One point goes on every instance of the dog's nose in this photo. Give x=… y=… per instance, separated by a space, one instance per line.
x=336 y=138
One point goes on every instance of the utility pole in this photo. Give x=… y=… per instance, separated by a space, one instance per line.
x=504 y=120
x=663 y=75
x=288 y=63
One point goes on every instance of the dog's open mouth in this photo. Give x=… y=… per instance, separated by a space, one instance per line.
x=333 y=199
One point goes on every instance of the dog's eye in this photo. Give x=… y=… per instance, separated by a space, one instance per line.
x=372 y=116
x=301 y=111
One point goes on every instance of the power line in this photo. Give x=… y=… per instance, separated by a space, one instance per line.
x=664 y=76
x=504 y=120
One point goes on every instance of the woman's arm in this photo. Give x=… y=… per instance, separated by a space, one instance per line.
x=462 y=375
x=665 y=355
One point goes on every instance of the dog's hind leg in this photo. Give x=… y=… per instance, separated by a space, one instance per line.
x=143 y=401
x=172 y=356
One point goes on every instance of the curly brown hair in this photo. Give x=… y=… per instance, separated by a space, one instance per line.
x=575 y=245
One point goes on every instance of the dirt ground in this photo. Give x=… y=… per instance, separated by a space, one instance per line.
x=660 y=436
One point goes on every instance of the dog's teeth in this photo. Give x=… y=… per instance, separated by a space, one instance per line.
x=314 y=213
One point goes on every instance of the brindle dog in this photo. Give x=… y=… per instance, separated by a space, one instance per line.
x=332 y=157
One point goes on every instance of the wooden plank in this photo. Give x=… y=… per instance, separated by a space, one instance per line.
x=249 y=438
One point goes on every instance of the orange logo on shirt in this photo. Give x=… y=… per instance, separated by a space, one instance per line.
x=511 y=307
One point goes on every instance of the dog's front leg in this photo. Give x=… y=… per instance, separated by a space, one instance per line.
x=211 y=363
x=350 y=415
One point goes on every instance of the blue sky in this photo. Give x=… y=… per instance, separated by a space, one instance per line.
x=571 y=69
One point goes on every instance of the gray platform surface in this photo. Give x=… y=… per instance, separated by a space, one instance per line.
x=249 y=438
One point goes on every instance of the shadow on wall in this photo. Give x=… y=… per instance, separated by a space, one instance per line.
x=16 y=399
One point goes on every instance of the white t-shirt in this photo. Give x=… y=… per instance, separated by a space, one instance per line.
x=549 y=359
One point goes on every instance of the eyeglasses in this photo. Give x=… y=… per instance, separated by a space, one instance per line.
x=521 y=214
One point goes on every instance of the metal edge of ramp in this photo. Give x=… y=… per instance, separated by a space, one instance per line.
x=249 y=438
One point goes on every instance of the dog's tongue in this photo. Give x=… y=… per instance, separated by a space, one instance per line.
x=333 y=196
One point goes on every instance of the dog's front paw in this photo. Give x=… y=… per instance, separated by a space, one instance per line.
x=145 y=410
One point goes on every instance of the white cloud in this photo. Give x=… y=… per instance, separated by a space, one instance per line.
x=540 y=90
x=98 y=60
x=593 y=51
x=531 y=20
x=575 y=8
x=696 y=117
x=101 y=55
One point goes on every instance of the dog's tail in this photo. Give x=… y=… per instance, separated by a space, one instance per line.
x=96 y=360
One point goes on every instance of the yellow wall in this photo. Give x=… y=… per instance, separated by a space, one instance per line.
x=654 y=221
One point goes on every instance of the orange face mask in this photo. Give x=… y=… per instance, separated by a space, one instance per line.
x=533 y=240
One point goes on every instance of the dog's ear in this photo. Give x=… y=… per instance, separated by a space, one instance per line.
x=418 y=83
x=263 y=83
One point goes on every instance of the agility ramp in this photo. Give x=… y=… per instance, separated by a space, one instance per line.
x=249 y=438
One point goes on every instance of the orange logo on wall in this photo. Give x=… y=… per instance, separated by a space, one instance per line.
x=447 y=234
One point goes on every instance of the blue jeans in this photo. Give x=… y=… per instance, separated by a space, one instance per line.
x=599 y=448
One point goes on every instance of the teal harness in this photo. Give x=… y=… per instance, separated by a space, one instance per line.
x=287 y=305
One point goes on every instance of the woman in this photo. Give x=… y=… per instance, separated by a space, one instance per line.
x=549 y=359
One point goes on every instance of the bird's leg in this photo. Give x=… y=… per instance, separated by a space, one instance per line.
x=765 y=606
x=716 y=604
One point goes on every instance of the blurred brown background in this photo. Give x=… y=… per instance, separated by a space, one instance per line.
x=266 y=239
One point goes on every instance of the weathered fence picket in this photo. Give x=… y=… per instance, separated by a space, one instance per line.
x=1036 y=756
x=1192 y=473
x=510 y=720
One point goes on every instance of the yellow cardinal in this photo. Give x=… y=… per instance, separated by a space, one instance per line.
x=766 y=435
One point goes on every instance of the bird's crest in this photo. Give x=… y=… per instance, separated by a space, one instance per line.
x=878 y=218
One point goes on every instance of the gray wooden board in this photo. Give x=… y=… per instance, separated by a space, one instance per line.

════════════════

Task brief
Every line of the listing should be printed again exactly.

The completed task
One point goes on every instance of the dog's nose in this photo. Give x=… y=… per instance, separated by a space, one instance per line.
x=336 y=138
One point goes on every instance of the utility pole in this photo. Give x=… y=… per instance, separated by a space, one instance per line.
x=504 y=120
x=663 y=75
x=288 y=63
One point goes on every instance of the dog's open mouth in this photo. Give x=… y=… per instance, separated by a space, one instance per line.
x=333 y=199
One point goes on every instance of the dog's eye in this photo. Give x=… y=… per instance, separated by a space, one instance per line.
x=372 y=116
x=301 y=111
One point goes on every instance of the power line in this photo. Give x=… y=… per instance, separated by a space, one instance per line.
x=664 y=76
x=504 y=120
One point goes on every instance of the woman's arm in this photo. Give x=… y=… per instance, separated by a space, one instance per line.
x=462 y=375
x=665 y=355
One point goes on every instance of the dog's hind leg in this photo. Give x=… y=… per instance, separated by a space, one instance per line.
x=143 y=401
x=172 y=356
One point goes on every instance of the curly brown hair in this photo. Give x=… y=… per instance, separated by a space, one instance per line.
x=575 y=245
One point goes on every instance of the dirt ground in this photo. Give x=… y=… per instance, separated by a space, one instance per line.
x=660 y=436
One point goes on every instance of the dog's teeth in this photo. Give x=… y=… per instance, separated by a space, one instance per line.
x=314 y=213
One point goes on every instance of the brindle dog in this photo. Give x=… y=… per instance, separated by a space, one instance per line.
x=332 y=157
One point goes on every instance of the wooden plank in this photo. Give x=… y=… per instance, separated by a space, one instance per line.
x=249 y=438
One point goes on every instance of the orange logo on shirt in this photo. Give x=… y=… per instance, separated by a space, one instance per line.
x=511 y=307
One point goes on every instance of the dog's front leg in this photo. Give x=… y=… per instance, separated by a space, one instance per line.
x=211 y=363
x=350 y=415
One point goes on every instance of the blue sky in this photo. Give x=… y=… per instance, separated by a space, one instance per line.
x=571 y=69
One point goes on every instance of the gray platform surface in this photo. Give x=… y=… per instance, separated by a space, one instance per line.
x=249 y=438
One point goes on every instance of the shadow on wall in this photo. Give x=… y=… per instance, separated by a space, one instance per line.
x=16 y=399
One point goes on every instance of the white t-shirt in this photo. Give x=… y=… per instance, separated by a space, one instance per line.
x=549 y=359
One point goes on every instance of the eyeglasses in this photo. Give x=… y=… per instance, separated by a space, one instance per line.
x=521 y=214
One point goes on every instance of the metal edge of ramp in this photo. Give x=… y=… per instance, separated by a space, one instance per line.
x=249 y=438
One point goes on every instance of the dog's tongue in this photo. Give x=… y=… per instance, separated by a space, one instance per line.
x=333 y=196
One point goes on every instance of the dog's front paw in this photo. Give x=… y=… per instance, separated by a space, one instance per line.
x=145 y=410
One point goes on every instance of the white cloud in this photo. Give x=… y=… per instance, separated by a space, one instance per line.
x=540 y=90
x=98 y=60
x=593 y=51
x=531 y=20
x=575 y=8
x=696 y=117
x=101 y=55
One point goes on every instance of the dog's tail in this photo. Give x=… y=… per instance, separated by a space, one instance per line.
x=96 y=360
One point goes on every instance of the yellow wall in this photo. Give x=… y=… per instance, separated by a space, one instance per line.
x=654 y=221
One point goes on every instance of the orange face mask in this photo. Give x=… y=… per instance, separated by a space, one instance per line.
x=533 y=240
One point goes on every instance of the dog's ear in this photo. Give x=… y=… per instance, separated by a space, one instance per line.
x=418 y=83
x=263 y=83
One point goes on every instance of the agility ramp in this photo. Give x=… y=… per instance, separated by a space, one instance per line.
x=249 y=438
One point goes on every instance of the orange logo on wall in this photo. Give x=… y=… per instance, separated by a space, one instance per line.
x=447 y=234
One point goes on every instance of the blue jeans in this photo. Give x=… y=… per instance, separated by a space, one instance per line.
x=599 y=448
One point goes on every instance of the teal harness in this photo. Give x=… y=… per instance, separated by a space, one instance per line.
x=287 y=305
One point goes on every instance of the woman in this photo. Give x=… y=… per instance, separated by a space, one instance per line.
x=549 y=359
One point goes on every instance of the bird's leg in this photo. Give x=… y=… per instance, separated by a space, one instance per line.
x=765 y=606
x=716 y=604
One point goes on every instance of the blurred brown background in this photo. Give x=… y=… per instance, separated by a space, one instance per line.
x=266 y=239
One point goes on every instance of the weathered fence picket in this photo. Give x=… y=… per instance, separated by a space, one instance per line.
x=1036 y=756
x=1192 y=473
x=510 y=720
One point goes on every instance of the yellow cardinal in this photo. Give x=… y=… per instance, separated by a space, one instance per line.
x=766 y=435
One point goes on every instance of the bird's crest in this photo. Give x=… y=… per instance, separated by a space, one instance per line.
x=878 y=218
One point goes on every instance of the gray wooden board in this photo. Give x=… y=… per instance, separated by a space, one instance per line.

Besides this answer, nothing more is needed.